Aim of the task:
Change every instance of "return the box" in the data below to "report the bounding box", leaving everything else as it is.

----- Extracted material

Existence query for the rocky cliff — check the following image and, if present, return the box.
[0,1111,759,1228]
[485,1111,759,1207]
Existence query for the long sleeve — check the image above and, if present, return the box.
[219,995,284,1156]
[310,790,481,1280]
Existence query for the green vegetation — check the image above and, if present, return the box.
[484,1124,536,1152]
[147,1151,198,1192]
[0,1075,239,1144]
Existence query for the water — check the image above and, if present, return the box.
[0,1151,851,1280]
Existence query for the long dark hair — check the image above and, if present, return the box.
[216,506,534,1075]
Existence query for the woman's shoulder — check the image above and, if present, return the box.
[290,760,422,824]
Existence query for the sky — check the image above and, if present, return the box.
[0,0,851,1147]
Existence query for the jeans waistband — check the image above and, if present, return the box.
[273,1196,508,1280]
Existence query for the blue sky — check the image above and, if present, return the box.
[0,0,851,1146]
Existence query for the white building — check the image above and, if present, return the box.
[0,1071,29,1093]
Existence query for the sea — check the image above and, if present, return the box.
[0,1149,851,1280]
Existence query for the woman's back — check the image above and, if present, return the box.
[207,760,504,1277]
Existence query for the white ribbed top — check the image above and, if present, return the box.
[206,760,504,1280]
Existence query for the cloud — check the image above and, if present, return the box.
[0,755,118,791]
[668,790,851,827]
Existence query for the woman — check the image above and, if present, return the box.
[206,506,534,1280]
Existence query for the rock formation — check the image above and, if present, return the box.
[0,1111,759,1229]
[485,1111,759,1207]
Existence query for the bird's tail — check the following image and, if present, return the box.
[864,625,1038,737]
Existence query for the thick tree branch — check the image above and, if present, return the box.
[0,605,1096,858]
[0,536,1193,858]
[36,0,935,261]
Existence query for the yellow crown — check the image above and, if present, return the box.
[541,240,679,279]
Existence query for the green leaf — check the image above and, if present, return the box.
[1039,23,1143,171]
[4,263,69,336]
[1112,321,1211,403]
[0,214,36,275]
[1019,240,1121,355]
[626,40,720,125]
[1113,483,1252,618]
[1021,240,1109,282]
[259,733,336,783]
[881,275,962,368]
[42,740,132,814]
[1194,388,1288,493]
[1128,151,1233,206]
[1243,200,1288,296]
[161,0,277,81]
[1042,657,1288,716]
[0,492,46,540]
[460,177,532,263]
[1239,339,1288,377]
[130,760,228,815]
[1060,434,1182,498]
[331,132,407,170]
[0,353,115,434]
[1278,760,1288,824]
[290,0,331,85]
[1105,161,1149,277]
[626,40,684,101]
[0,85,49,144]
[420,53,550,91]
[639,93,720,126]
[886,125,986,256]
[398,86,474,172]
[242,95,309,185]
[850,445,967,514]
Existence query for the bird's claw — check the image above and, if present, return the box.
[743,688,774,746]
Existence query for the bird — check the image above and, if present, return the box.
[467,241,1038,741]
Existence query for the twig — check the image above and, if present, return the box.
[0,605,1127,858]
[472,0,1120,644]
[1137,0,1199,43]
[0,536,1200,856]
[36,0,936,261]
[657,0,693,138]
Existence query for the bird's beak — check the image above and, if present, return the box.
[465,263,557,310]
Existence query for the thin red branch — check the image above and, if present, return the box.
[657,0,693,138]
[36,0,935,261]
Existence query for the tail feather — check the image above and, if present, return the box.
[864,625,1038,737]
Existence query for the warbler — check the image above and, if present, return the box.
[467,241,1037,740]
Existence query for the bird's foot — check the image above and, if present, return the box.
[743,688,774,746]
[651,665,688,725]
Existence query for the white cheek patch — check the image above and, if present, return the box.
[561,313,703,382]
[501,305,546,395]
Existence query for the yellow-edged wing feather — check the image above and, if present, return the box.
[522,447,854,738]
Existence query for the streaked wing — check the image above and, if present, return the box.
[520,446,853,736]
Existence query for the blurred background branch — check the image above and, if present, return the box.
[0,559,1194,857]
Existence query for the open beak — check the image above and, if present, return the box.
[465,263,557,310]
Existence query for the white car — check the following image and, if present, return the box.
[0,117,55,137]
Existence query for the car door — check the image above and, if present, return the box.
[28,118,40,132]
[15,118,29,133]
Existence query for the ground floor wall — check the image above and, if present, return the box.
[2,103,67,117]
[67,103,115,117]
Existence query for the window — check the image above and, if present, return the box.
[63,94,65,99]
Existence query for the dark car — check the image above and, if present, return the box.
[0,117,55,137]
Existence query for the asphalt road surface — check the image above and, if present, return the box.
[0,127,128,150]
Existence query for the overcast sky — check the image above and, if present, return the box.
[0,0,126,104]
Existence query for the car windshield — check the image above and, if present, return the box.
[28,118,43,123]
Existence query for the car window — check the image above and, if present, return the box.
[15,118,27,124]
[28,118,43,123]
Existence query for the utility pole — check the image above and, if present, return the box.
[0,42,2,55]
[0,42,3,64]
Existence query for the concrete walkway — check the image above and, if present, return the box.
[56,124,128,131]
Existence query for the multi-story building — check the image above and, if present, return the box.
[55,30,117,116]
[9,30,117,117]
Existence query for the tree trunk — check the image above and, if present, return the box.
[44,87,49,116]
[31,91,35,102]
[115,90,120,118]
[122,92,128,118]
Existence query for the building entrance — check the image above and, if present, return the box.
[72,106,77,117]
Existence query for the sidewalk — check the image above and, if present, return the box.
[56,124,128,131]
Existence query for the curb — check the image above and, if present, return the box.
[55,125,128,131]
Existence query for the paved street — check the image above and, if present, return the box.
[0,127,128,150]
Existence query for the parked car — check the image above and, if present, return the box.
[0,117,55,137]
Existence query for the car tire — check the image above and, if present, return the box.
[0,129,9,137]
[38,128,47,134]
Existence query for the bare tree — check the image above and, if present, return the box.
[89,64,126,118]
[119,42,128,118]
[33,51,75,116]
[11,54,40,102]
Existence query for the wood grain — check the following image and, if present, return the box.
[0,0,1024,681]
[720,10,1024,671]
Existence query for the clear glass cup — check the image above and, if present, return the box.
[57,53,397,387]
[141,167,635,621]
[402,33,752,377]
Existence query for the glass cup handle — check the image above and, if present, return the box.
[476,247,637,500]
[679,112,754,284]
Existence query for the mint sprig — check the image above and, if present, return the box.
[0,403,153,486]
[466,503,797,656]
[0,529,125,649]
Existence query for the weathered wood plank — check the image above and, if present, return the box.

----------

Answer to this problem:
Existence query for the rocky cliff — check the following image and, if present, report the bounding box.
[0,1111,759,1228]
[485,1111,759,1207]
Existence query for the long sleeve — check the image above and, if present, report the bounding box.
[219,995,284,1156]
[310,790,481,1280]
Existence query for the green vegetation — check the image above and, if present, report the bounding box.
[484,1124,536,1152]
[147,1151,198,1192]
[0,1075,239,1144]
Existence query for the water — check the image above and, if present, report the bounding box.
[0,1151,851,1280]
Existence query for the long dark hair — check the image above and, if present, report the bounding box.
[216,506,534,1075]
Existence query for the woman's shoulder — check the image above and, if present, report the bounding box.
[290,760,422,824]
Existence query for the sky — check the image above and, if present, report the bounding box.
[0,0,851,1147]
Existence query for the jeans waistband — check the image above and, if present, report the bounding box.
[273,1196,508,1280]
Existence query for the blue sky — check the image above and, if present, report the bounding box.
[0,0,851,1146]
Existence query for the white building — check the image above and, if present, report the bounding box.
[0,1071,29,1093]
Existence query for the sea — check the image above and, if present, report the bounding box.
[0,1149,851,1280]
Existence query for the woman's back — check the image above and, if present, report the bounding box.
[207,760,504,1277]
Existence query for the white ribbed top — check the image above and, if present, report the bounding box.
[206,760,504,1280]
Existence query for the cloud — check the image above and, if present, report the bounding box.
[0,755,118,791]
[668,790,851,827]
Existence query for the woman — check the image above and, if present, report the bounding box.
[206,506,534,1280]
Existence query for the rock formation — check the image above and, if present, report the bounding box.
[0,1111,759,1229]
[485,1111,759,1207]
Existence query for the bird's tail — check the following image and, if present, report the bounding box.
[864,625,1038,737]
Existence query for the thick tree branch — check the image above and, if present, report the bounding box.
[0,605,1096,858]
[0,536,1193,858]
[36,0,935,261]
Existence query for the yellow crown — check the image above and, if present, report the bounding box.
[541,240,679,279]
Existence query for the green leaf — check the image above and, if present, report the bounding box.
[1039,23,1143,171]
[4,263,69,336]
[1112,321,1211,403]
[0,214,36,275]
[1019,240,1121,355]
[626,40,720,125]
[1113,483,1252,618]
[1021,240,1109,282]
[259,733,336,783]
[881,275,962,368]
[42,740,132,814]
[1194,388,1288,493]
[1128,151,1233,206]
[1243,200,1288,296]
[161,0,277,81]
[1042,657,1288,716]
[0,492,46,540]
[460,177,532,263]
[1239,339,1288,377]
[130,760,228,815]
[1060,434,1182,498]
[331,132,407,170]
[0,353,115,434]
[1278,760,1288,824]
[290,0,331,85]
[1105,161,1149,277]
[626,40,684,101]
[0,85,49,144]
[420,53,550,91]
[639,93,720,126]
[886,125,986,256]
[398,86,474,172]
[242,95,309,185]
[850,445,967,514]
Existence query for the bird's claw — check the image above and, if present, report the bounding box.
[743,688,774,746]
Existence query for the bird — check the image above and, if present, report the bounding box.
[467,241,1038,741]
Existence query for the twig — check the image above and, if present, report the bounding box.
[0,605,1127,858]
[472,0,1120,644]
[1137,0,1199,43]
[0,536,1200,856]
[36,0,936,261]
[657,0,693,138]
Existence query for the bird's beak — check the image above and, if present, report the bounding box.
[465,263,557,310]
Existence query for the thin red branch — check the image above and, if present, report the bounding box.
[657,0,693,138]
[36,0,935,261]
Existence query for the tail feather — check the image above and, if present, report the bounding box.
[864,625,1038,737]
Existence query for the warbler — check the image above and, if present, report the bounding box.
[467,241,1037,740]
Existence query for the bird's foot — check the image above and, if present, report the bounding box.
[743,688,774,746]
[651,665,688,725]
Existence query for the white cheek patch — check the image above and, if present, report the bounding box.
[561,313,703,382]
[501,305,546,395]
Existence query for the yellow-edged wing feather — check the image above and, if present, report the bounding box.
[522,447,854,738]
Existence query for the streaked wing — check the image above and, if present, report the bounding box.
[520,446,853,736]
Existence query for the blurred background branch — check the image above and, if present, report the bounding box.
[0,559,1194,857]
Existence query for the open beak — check the image above and, if present, report the bounding box.
[465,263,557,310]
Existence query for the white car — check the following image and, if present, report the bounding box.
[0,117,55,137]
Existence query for the car door — check the image above and, if present, report the bounding box.
[28,118,40,132]
[15,118,29,133]
Existence query for the ground floor wall — check the image above and, if present, report the bounding box.
[2,103,67,117]
[67,103,115,117]
Existence query for the window — check the image above and, if present, report the bounding box.
[63,94,65,99]
Existence query for the dark car — check the image above and, if present, report the bounding box.
[0,117,55,137]
Existence query for the asphalt road surface — check the image above and, if present, report the bounding box.
[0,127,128,150]
Existence query for the overcast sky — check the image above and, if present, report the bounding box.
[0,0,126,104]
Existence query for the car windshield — check the image above and, if present, report the bounding box.
[28,118,43,123]
Existence query for the car window — check the image above and, if present, report the bounding box.
[15,118,27,124]
[28,118,43,123]
Existence query for the utility pole — check the image above and, if present, report the bounding box.
[0,42,2,55]
[0,42,3,64]
Existence query for the concrete walkway — check the image above and, if present, report the bounding box.
[56,124,128,131]
Existence query for the multi-story building — check the image above and, if present, report the bounding box.
[55,30,117,116]
[9,30,117,117]
Existence query for the tree trunk — check the image above and, if present, report the bounding box.
[44,87,49,116]
[31,91,35,102]
[115,90,120,118]
[122,92,128,118]
Existence query for the building entrance — check the image above and, if present, report the bounding box.
[72,106,77,117]
Existence query for the sidewalk — check the image above and, if present, report the bounding box.
[56,124,128,131]
Existence query for the curb — check the image above and, if present, report the bounding box.
[55,125,128,131]
Existence query for the paved street — check the image above and, if present, report the bounding box.
[0,127,128,150]
Existence query for the parked car — check the image above and, if present, report the bounding box.
[0,117,55,137]
Existence query for the car tire — check the image above and, if present, report the bounding box.
[0,129,9,137]
[38,128,47,134]
Existence query for the bare tree — check the image above and, if present, report the bounding box.
[89,64,126,118]
[119,42,128,118]
[33,51,75,116]
[11,54,40,102]
Existence query for the wood grain — check the following image and, if present, report the bounding box.
[0,0,1024,681]
[720,10,1024,671]
Existence query for the clear glass cup — check the image above and, if present, report the bounding box.
[57,53,397,387]
[141,167,635,621]
[402,33,752,377]
Existence query for the glass cup handle — check the image above and, if present, report the bounding box.
[476,247,637,500]
[679,112,754,284]
Existence query for the mint sprig — check the image above and, if present, report the bounding box.
[0,403,153,486]
[466,503,797,656]
[0,529,125,649]
Existence query for the weathered wood plank — check the image above and, if present, report the bounding box.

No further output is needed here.